- WORK TO DO
Set down the lines below verbatim, from the line with "of the nose" to the line with "45L145 45L144 46L142", both included, and nothing else.

- EXTRACTED INFORMATION
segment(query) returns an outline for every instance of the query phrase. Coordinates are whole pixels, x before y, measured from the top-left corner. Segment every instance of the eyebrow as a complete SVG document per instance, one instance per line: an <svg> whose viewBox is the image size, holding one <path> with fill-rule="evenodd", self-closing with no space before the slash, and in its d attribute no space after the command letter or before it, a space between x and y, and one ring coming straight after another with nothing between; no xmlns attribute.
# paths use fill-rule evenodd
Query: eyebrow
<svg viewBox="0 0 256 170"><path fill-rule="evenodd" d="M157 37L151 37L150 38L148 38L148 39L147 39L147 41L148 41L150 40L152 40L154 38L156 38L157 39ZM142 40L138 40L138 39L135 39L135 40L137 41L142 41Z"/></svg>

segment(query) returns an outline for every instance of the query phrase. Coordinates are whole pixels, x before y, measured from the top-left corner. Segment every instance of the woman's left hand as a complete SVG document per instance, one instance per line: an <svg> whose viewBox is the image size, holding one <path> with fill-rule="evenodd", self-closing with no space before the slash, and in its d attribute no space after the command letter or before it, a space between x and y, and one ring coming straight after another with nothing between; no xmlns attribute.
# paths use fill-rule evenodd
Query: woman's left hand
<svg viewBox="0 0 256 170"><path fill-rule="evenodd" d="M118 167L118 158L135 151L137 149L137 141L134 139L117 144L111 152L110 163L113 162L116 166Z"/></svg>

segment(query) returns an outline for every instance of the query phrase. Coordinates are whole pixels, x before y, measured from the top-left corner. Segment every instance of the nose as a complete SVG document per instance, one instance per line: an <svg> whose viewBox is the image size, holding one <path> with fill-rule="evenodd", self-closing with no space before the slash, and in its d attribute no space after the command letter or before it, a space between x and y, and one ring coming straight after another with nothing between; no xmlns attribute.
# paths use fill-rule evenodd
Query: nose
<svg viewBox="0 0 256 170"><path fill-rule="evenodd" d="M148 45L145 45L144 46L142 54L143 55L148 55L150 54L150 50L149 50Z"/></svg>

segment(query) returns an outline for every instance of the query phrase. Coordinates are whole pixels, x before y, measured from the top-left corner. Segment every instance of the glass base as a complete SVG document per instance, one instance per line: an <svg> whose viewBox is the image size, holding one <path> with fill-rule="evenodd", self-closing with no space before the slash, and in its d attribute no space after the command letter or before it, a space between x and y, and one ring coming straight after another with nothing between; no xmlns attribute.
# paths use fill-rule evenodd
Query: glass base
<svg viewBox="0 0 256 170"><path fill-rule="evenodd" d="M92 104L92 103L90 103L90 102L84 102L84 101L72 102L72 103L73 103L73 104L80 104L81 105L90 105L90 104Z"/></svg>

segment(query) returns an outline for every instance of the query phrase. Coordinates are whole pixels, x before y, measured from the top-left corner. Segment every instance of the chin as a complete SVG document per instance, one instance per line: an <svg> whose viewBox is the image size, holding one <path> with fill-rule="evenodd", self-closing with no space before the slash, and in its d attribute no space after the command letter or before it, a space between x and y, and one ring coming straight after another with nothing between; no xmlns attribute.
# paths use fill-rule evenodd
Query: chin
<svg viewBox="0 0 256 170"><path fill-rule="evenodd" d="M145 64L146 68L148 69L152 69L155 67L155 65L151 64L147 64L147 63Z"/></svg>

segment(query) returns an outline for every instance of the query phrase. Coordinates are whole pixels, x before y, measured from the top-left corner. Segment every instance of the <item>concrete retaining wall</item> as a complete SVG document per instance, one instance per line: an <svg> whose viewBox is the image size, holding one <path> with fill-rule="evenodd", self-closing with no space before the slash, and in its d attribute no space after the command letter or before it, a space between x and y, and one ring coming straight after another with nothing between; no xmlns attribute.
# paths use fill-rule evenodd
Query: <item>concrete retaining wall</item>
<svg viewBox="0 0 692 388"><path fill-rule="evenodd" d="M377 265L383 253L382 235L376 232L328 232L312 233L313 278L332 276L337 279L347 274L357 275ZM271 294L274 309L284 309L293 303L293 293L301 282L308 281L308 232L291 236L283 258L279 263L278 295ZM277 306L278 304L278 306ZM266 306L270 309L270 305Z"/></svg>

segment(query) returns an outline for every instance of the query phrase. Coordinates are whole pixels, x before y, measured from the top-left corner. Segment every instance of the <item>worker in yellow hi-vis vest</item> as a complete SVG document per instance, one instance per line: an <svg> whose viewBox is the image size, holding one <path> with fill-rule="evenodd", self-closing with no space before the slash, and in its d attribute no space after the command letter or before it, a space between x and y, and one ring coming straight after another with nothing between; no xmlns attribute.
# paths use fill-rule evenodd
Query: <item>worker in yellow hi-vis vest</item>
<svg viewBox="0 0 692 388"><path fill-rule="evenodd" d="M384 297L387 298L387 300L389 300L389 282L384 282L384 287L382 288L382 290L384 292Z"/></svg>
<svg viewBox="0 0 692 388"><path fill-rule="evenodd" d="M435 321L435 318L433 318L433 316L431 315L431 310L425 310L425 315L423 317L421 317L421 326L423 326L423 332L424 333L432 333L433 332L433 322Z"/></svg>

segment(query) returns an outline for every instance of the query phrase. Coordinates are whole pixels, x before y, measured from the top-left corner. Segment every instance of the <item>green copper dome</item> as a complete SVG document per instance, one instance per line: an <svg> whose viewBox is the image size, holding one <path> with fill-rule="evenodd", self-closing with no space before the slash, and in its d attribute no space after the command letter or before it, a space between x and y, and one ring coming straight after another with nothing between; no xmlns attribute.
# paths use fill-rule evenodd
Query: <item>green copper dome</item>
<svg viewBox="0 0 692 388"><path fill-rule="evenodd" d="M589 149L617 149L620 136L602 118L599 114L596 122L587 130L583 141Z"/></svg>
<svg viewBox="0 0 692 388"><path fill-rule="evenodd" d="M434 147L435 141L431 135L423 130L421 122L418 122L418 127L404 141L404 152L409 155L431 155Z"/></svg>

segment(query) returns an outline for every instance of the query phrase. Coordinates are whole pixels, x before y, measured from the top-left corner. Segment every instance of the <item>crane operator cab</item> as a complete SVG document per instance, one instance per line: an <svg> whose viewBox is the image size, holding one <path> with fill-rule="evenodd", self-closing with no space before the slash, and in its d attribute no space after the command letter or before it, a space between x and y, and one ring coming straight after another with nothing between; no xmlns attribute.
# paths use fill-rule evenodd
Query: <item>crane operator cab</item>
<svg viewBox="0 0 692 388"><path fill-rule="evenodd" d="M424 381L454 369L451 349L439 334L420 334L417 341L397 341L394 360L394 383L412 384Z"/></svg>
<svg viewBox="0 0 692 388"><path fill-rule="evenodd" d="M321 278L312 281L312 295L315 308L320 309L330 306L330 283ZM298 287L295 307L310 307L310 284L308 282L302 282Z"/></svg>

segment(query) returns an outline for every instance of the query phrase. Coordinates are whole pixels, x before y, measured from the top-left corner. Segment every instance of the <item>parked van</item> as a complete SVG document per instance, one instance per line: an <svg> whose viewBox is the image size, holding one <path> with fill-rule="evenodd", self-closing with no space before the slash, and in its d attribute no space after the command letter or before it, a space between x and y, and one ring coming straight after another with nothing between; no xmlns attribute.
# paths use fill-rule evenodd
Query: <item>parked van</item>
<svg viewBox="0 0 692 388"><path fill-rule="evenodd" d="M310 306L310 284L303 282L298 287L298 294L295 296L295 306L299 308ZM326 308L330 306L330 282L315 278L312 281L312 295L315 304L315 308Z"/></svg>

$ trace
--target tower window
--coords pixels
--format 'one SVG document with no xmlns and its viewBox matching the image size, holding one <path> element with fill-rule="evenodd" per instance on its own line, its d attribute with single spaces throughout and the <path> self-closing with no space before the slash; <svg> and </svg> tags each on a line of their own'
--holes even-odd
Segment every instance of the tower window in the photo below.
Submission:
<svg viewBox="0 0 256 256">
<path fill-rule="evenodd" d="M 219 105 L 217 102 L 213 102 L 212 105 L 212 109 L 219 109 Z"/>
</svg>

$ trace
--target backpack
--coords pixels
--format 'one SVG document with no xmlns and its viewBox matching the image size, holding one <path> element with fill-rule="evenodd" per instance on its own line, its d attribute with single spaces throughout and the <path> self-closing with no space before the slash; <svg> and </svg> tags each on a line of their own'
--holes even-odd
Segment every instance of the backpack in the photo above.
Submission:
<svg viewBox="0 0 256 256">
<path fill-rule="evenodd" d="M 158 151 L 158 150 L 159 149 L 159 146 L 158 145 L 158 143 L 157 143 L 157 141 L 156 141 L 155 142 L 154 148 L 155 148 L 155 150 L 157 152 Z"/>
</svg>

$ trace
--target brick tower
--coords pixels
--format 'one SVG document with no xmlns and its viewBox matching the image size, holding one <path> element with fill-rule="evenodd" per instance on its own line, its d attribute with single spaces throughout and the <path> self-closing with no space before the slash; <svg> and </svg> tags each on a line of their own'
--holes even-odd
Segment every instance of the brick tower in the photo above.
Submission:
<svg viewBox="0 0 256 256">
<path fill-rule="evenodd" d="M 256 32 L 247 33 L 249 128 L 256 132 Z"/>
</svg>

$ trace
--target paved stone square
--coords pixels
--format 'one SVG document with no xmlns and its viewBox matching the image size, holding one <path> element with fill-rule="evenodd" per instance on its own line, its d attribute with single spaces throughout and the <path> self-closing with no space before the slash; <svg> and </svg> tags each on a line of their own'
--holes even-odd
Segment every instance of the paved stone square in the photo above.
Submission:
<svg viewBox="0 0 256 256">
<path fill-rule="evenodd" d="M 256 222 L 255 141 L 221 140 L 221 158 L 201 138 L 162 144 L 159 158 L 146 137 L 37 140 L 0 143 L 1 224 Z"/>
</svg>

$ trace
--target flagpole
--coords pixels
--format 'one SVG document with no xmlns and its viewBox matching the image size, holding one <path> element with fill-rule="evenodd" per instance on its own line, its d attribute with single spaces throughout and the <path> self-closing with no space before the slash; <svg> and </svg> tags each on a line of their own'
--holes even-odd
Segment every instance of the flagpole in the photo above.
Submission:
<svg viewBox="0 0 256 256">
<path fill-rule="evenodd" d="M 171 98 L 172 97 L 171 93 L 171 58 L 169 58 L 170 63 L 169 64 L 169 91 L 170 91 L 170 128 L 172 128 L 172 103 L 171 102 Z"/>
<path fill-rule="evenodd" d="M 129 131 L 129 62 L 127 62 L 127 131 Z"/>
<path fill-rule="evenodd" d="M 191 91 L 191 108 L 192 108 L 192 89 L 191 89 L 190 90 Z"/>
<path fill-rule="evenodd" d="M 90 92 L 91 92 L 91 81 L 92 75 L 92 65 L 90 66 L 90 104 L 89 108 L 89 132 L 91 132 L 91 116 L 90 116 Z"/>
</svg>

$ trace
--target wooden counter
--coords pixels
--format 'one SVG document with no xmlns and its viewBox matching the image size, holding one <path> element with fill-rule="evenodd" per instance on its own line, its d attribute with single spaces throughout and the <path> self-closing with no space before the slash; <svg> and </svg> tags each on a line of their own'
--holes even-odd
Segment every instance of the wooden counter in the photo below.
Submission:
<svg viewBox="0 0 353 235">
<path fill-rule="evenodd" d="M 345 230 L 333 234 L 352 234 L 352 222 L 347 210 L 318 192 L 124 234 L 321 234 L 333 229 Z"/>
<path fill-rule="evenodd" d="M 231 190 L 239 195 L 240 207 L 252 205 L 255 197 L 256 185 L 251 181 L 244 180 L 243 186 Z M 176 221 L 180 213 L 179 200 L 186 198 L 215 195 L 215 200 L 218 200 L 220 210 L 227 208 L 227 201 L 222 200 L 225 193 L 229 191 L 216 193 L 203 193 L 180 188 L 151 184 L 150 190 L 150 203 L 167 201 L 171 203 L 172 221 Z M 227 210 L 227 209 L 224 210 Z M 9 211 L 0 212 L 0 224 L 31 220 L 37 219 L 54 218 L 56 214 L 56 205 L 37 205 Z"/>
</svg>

- RESPONSE TO THIS EXERCISE
segment(query) returns an outline for every instance of the query phrase. Coordinates are whole pixels, x before y, measured from the top-left corner. Segment every instance of the nose as a complete SVG document per instance, one instance per line: an <svg> whose viewBox is the image size, holding one <path> with fill-rule="evenodd", self-closing with no space before the slash, and in its d attribute no space after the command letter or before it, a space between x and y, and one ring coming straight after another with nothing between; no xmlns attribute.
# paths use fill-rule evenodd
Query: nose
<svg viewBox="0 0 256 170"><path fill-rule="evenodd" d="M148 45L145 45L144 46L142 54L143 55L148 55L150 54L150 50L149 50Z"/></svg>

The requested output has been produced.